▶ Trecho citado:
O mestre da HQ
Entrevista inédita concedida por Álvaro de Moya, nome central nos quadrinhos brasileiros, morto nesta segunda-feira em decorrência de um AVC
Por Rafael Spaca
Conhecia sua história, mas não o conhecia pessoalmente até o nosso amigo em comum, o sr. Kendi Sakamoto (o maior colecionador de HQs do país), nos apresentar. A apresentação foi motivada pela produção em andamento da biografia da atriz Débora Munhyz (a grande musa de José Mojica Marins), em que eu estava trabalhando à época. Álvaro de Moya dirigiu Débora em A B…Profunda (1984), filme de sexo explícito da fase mais “maldita” da nossa famigerada Boca do Lixo. De todas as suas facetas, essa, do cinema, era a mais desconhecida.

▶ Dados fornecidos:
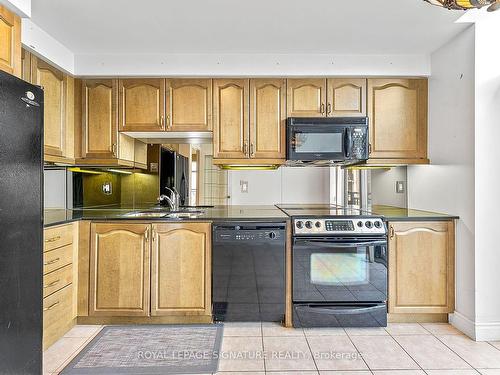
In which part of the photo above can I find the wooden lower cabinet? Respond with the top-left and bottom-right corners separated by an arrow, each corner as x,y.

▶ Atividades propostas:
1. De acordo com o trecho citado, quem apresentou Rafael Spaca a Álvaro de Moya?
2. Prossiga o texto sobre Álvaro de Moya a partir de sua última frase.

▶ Respostas esperadas:
1. Kendi Sakamoto, amigo em comum dos dois e apontado como o maior colecionador de HQs do país.

2.
O ano era 2015, Kendi Sakamoto marcou um almoço numa padaria chique no também bairro chique de Moema, São Paulo. Chegamos primeiro e logo em seguida Moya nos encontrou. Percebi que ele era um dos nossos quando encheu seu prato de comida, sem esboçar qualquer maneirismo, chutando pra longe qualquer empulhação.
Começamos a conversar sobre cinema, e tudo aquilo que ela falava, de maneira quase despretensiosa, pra mim era uma palestra. Pedi sua permissão e comecei a gravar. Com uma mão eu almoçava e com a outra eu gravava seu depoimento. Moya falava, mastigava e ensinava, tudo ao mesmo tempo. Ao concluir seu depoimento, já imaginava o quão histórico seria. Transcrevi esse relato e ele estará, na sua íntegra, no livro Débora Munhyz, do Terror ao Amor (Editora Laços, 248 páginas), que será lançado agora, no dia 29 de agosto, no Cine Olido.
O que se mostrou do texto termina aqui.